◆ Instructions for the task
Give each record below again, without a single difference.

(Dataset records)
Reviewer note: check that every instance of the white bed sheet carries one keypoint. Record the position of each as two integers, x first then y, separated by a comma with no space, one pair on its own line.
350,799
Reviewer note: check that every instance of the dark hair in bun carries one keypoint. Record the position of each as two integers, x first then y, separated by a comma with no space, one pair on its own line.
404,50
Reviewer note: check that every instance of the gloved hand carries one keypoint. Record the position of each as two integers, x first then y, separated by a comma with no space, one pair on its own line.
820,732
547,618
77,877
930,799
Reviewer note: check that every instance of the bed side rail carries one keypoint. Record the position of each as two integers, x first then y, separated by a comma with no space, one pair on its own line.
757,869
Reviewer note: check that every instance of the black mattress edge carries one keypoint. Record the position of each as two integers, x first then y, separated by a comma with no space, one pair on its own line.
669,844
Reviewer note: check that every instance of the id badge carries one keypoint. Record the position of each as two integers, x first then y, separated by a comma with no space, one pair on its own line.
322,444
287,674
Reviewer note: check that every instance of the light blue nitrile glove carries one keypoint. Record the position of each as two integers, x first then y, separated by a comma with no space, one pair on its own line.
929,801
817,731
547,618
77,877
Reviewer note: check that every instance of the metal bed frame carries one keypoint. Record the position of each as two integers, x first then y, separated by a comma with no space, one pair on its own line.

◆ Reply to the task
Reviewer note: check that every instance of the white bed sheet carries one keypoint. Record the position of each as two integers, x first then y, separated by a comma with no space, one pair on its own line.
350,799
Reviewer note: check that every instance of the dark hair in bun carries one keypoint. Record the position of each as two integers, x first then y, separated by a comma with no space, one pair on its own line.
404,50
Reviewer note: check that every instance of the gloved hand carries one keypoint. Record the position of each as two integers, x first then y, separated by a comma with no space, one pair on its own line.
820,732
547,618
77,877
930,799
Reviewer note: check that every instance of the bed side rail carries one keypoint. Record the position of each as two integers, x first then y, separated by a comma with no space, one pair on its own line.
757,869
Reviewer note: check that every instance of the black mattress edge carries one keypoint. Record the position of each as two integers, x first then y, separated by a comma with no space, one pair on its own line.
669,844
Reviewer note: check that every instance of the id badge carries one keypoint. Record the position of each as two integers, x first then y, separated by a comma with no space, one pair on its own line.
322,444
287,674
Reviewer note: check that every instance of the light blue nitrile glove carries one keypoint. Record the position of each as two integers, x first then y, separated by a comma with no space, one pair on its own line.
929,801
817,731
547,618
77,877
Reviewer note: check that every instance of the metal bed frame carries one keypoint. Record the position of each as two integers, x first then y, separated by a comma with no space, one pair on its own line.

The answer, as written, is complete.